Space Force Weighing Options to Space Attacks

Article by Rachel S. Cohen                                           March 3, 2021                                           (airforcemag.com)

• During a National Press Club event on March 3rd, Chief of Space Operations General John W. “Jay” Raymond said that U.S. officials are trying to hash out the ground rules for space combat. There’s no one-size-fits-all answer for what could be considered an act of war or a ‘proportional response’. “I think it depends on the strategic context that’s going on in the world,” said Raymond.

• There’s no such thing as a “space war,” Raymond said. “It’s just war. How nations might choose to conduct operations in that war, that conflict, either on the sea, or in the air, or on the ground, or now in space, … is just integrated into that larger strategic conflict.”

• “You can’t put weapons of mass destruction in orbit, and you can’t militarize a planet, a celestial body. Other than that, there’s no rules,” Raymond said. That ambiguity may complicate global discussions of norms of behavior in outer space. Space Force is trying to drive that conversation to constrain bad behavior and shape a common understanding of what’s acceptable on orbit. “I’m not naive to think, if there was a set of norms of behavior, that everybody’s going to follow them,” said Raymond.

* Records provided:
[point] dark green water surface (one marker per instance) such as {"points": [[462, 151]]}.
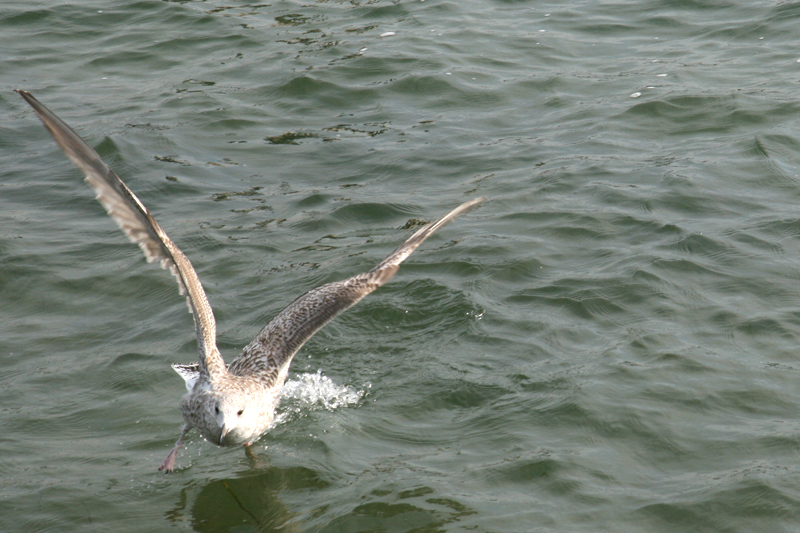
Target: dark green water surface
{"points": [[609, 344]]}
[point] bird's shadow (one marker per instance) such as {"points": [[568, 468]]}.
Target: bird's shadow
{"points": [[248, 501]]}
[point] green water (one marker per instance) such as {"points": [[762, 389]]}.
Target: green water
{"points": [[609, 344]]}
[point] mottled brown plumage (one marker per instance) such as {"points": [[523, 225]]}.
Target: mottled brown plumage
{"points": [[235, 404]]}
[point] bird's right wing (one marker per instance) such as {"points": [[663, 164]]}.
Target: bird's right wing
{"points": [[272, 350], [139, 225]]}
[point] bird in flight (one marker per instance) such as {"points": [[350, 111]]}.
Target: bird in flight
{"points": [[231, 404]]}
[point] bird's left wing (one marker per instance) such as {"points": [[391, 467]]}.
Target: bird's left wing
{"points": [[272, 350]]}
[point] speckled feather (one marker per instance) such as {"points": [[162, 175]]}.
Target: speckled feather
{"points": [[233, 405]]}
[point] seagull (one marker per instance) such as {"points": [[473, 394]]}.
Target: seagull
{"points": [[233, 404]]}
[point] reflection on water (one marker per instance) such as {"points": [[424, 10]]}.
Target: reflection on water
{"points": [[249, 502]]}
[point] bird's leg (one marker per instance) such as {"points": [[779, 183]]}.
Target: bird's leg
{"points": [[169, 463]]}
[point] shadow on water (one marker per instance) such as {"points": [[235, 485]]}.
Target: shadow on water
{"points": [[249, 502]]}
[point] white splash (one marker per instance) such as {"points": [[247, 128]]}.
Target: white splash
{"points": [[316, 390]]}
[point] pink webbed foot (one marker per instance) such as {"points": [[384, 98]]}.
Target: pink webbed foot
{"points": [[169, 463]]}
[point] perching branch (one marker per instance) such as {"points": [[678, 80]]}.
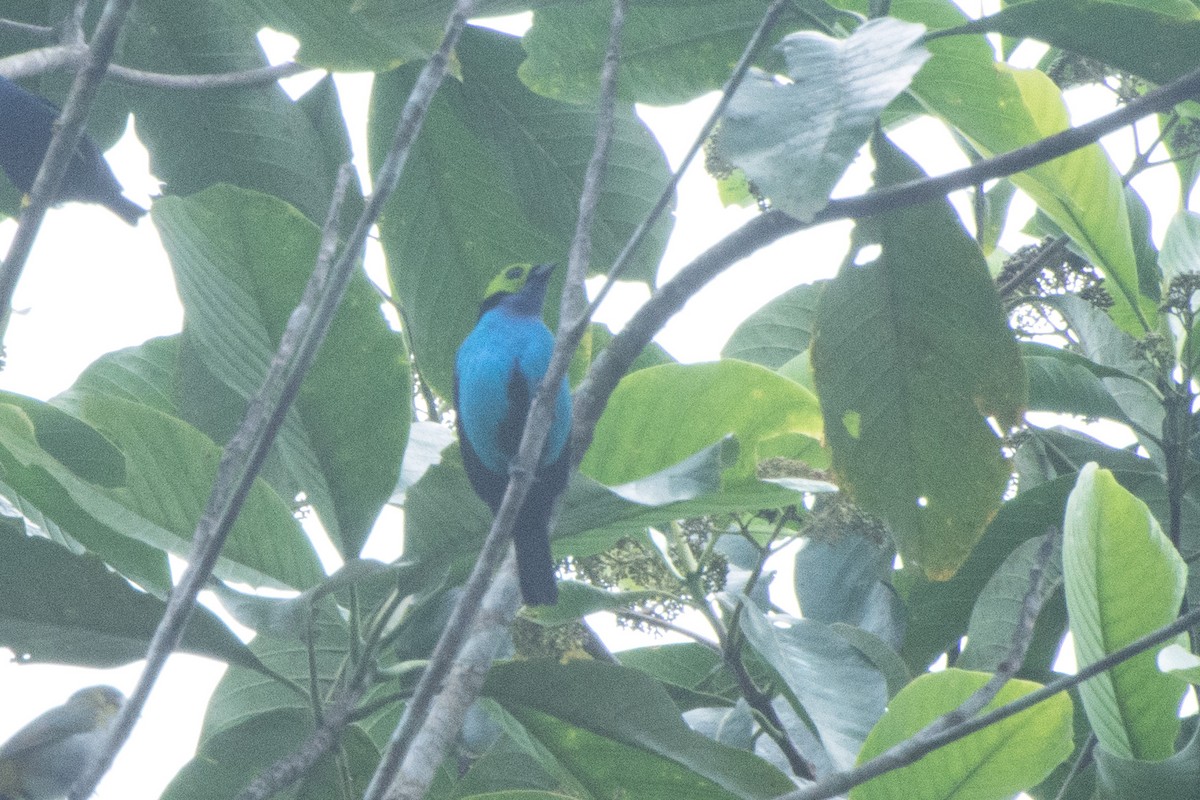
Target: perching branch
{"points": [[63, 145], [615, 361], [461, 687], [497, 545]]}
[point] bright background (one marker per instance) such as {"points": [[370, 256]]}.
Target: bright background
{"points": [[95, 284]]}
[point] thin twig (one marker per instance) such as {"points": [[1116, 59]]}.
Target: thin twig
{"points": [[462, 686], [63, 145], [1048, 253], [765, 26], [71, 56], [913, 750], [649, 619], [43, 32], [1081, 759], [615, 360], [537, 429], [1023, 635], [239, 465], [298, 347]]}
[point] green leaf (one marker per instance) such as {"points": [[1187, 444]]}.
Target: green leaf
{"points": [[617, 732], [645, 427], [171, 468], [66, 608], [1152, 38], [997, 762], [1123, 579], [939, 612], [1000, 108], [1171, 777], [795, 140], [255, 137], [1181, 246], [910, 350], [843, 577], [999, 608], [671, 52], [1104, 343], [144, 373], [1065, 382], [1179, 661], [241, 260], [779, 331], [168, 475], [495, 179], [838, 687], [228, 762]]}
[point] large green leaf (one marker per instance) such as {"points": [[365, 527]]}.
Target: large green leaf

* List of tasks:
[1] In the article on Space Force and space attacks, what two things does Raymond say are prohibited in space?
[2] Resume the article on Space Force and space attacks, picking up after its final sentence.

* Answers given:
[1] Placing weapons of mass destruction in orbit and militarizing a planet or other celestial body.

[2]
• “The challenge for space strategists is to anticipate how this gradual shift from… information operations to physical operations will proceed,” a recent report on space defense from the Center for Strategic and International Security (CSIS) pointed out. “Further analysis and gaming are needed to explore… when it is advantageous (or not) to do nothing in response to an attack or threat of attack.”

• Though Space Force is quick to note various technologies in development by China, Russia and others that could look to damage U.S. assets, Raymond declined to talk about what offensive and defensive capabilities his service has in the works. The CSIS report recommended that Space Force own “non-kinetic active defenses, such as onboard jamming and lasing systems, … to thwart kinetic attacks against high-value satellites.”

• “A physical seizure capability should also be explored,” the report added, “that could double as a (non-aggressive) inspector and on-orbit servicing satellite,” such as the Russian spacecraft which Moscow said was an inspector satellite and test-fired an anti-satellite weapon in space last year.

• Raymond noted that Space Force will debut its plan for streamlining the Pentagon’s space acquisition agencies in “another week or so,” and that he expects to see a Space Force dress uniform prototype in about a month. Officials will finalize which parts of the Army and Navy departments will transfer to the Space Force in the next couple of months.

• Despite less discussion on the subject from the Biden White House, the federal government’s renewed emphasis on space superiority and exploration hasn’t waned, Raymond said. “This is not a political issue,” he stressed. “This is about our national security and the foundation of all instruments of national power, and I look forward to continuing our efforts to build this service.”

 

U.S. officials are trying to hash out the ground rules for extraterrestrial combat more than a year after standing up a Space Force to fend off threats on orbit.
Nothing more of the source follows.